_Passage:_
Cooler bark = advantageous
In my study (results), paper birch had the lowest temperature when exposed to the sun. It also has bright white bark and one of the farthest north distributions of any hardwood tree (see map below). Other white barked trees (e.g. quaking aspen, balsam poplar, and gray birch) also extend well into the boreal forest (see aspen’s range map below) indicating that having white bark is a specialized adaptation for coping with extreme cold.
ABOVE: Young growth on paper birch showing reddish stems but a mostly white trunk (Victory Mountain, Victory)
BELOW: Range map for quaking aspen (taken from iNaturalist data)
Frost cracking
While it might seem counterintuitive for more northern trees to have bark that keeps the trunk cooler, this is exactly the case, but only for hardwoods. Let’s consider a deciduous tree with dark bark on a cold, sunny day in January. The dark bark absorbs sunlight and rapidly heats up (like your cat’s fur when it lays on the ledge next to the window). In just a few minutes the staghorn sumac in my setup went from ambient temperature (91ºF) up to 155ºF (I’ll be reconducting this study during the winter to see how cold weather impacts the results). Objects tend to expand as they heat up and contract as they cool (a tree is no exception), so the warm, outer part of the tree slowly expands.
As the bark continues to absorb sunlight throughout the day, it conducts heat inward, and the core of the tree slowly warms and expands as well. As soon as the sun sets (or is blocked by another tree) the outer part of the trunk cools rapidly and therefore contracts. When I shaded the sumac it dropped 36ºF to just 119ºF in just 30 seconds! If a tree cools too fast it can crack (and even explode).
Factors associated with frost cracking:
- Cold days with full sun and no wind: wind would disrupt the boundary layer and cool the trunk down
- Growing in the open or on an edge: no other adjacent trees to shade the trunk
- Larger diameter tree: stores more heat, can expand more
- Dark bark: dark colors absorb more heat
- Smooth bark: rough bark, like a radiator, dissipates heat
- Thin bark: Less insulation to protect wood from thermal expansion
- Defects in the wood: doesn’t handle contraction nearly as well as healthy wood
Both aspens and birches have thin bark which allows for photosynthesis during the late fall and early spring (about 15% of an aspens energy budget can come from bark photosynthesis). While the absence of leaves exposes the trunks of hardwoods to sunlight for photosynthesis, it also makes them far more susceptible to frost cracking than evergreens whose needles shade the trunk. Trees with smooth, shiny, white bark have higher albedos (a measure of how much light is reflected), which minimizes the risk of frost cracking on cold and sunny winter days by reflecting rather than absorbing sunlight.

_Requirement:_ Write out the part of the bark passage that begins at the words "Cooler bark = advantageous" and stops after the words "(Victory Mountain, Victory)".

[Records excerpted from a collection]
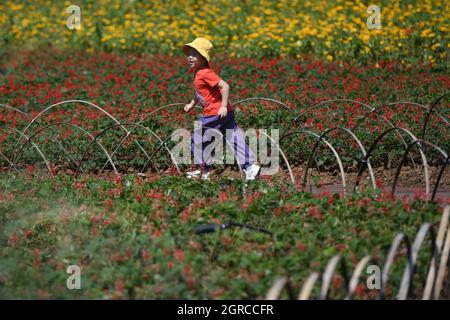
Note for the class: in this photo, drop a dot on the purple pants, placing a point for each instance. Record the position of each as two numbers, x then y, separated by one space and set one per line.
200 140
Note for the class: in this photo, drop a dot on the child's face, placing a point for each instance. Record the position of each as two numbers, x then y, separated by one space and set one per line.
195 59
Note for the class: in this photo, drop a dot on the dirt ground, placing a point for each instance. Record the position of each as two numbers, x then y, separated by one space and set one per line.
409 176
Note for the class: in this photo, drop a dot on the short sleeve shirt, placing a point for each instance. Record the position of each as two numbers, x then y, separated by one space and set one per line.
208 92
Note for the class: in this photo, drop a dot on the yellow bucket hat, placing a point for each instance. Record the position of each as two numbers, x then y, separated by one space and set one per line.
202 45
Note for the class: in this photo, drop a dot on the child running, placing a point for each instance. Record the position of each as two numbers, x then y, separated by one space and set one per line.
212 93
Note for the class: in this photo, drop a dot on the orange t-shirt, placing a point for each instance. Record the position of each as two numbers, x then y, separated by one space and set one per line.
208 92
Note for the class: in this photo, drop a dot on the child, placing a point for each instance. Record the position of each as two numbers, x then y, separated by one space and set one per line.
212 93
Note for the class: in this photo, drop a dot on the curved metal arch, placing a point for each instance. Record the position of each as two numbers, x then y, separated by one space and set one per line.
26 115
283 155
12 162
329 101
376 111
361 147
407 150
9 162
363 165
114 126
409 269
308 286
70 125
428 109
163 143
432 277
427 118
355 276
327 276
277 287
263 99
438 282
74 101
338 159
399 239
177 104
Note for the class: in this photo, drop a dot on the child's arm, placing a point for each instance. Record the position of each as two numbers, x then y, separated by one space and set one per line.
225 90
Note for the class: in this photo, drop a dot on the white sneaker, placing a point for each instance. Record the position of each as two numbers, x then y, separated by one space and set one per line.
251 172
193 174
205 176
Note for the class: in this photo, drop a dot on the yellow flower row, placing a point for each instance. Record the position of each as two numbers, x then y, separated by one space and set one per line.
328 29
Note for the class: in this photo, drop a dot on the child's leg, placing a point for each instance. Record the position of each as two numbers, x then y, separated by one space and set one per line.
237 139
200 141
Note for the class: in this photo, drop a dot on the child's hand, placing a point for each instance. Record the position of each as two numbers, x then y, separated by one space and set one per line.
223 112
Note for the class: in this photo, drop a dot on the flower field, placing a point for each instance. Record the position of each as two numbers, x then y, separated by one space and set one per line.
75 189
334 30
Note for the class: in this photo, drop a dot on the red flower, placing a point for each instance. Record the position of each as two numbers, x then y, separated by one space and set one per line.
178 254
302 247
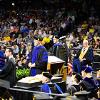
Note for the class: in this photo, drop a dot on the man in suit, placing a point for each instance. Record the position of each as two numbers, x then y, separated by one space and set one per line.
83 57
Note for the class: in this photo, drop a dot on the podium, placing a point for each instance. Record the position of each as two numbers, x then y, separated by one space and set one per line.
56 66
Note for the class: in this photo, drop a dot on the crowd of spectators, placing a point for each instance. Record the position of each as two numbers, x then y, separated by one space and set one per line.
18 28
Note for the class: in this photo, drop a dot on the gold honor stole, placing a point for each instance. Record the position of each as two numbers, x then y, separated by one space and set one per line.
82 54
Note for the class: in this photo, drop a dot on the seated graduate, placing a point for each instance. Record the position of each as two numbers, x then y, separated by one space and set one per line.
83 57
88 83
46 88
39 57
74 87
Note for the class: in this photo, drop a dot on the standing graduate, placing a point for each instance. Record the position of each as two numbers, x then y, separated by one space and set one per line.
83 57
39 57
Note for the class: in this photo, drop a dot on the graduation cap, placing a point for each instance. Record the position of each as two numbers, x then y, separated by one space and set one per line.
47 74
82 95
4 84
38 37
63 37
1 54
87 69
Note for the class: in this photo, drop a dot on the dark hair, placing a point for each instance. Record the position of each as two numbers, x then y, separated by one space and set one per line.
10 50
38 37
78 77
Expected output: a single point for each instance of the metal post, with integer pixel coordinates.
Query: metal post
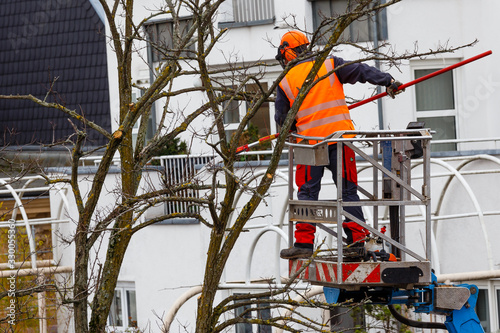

_Solution below:_
Cooler bark = advantageous
In my study (results), paper birch had the lowest temperature when exposed to the sun. It also has bright white bark and one of the farthest north distributions of any hardwood tree (see map below). Other white barked trees (e.g. quaking aspen, balsam poplar, and gray birch) also extend well into the boreal forest (see aspen’s range map below) indicating that having white bark is a specialized adaptation for coping with extreme cold.
ABOVE: Young growth on paper birch showing reddish stems but a mostly white trunk (Victory Mountain, Victory)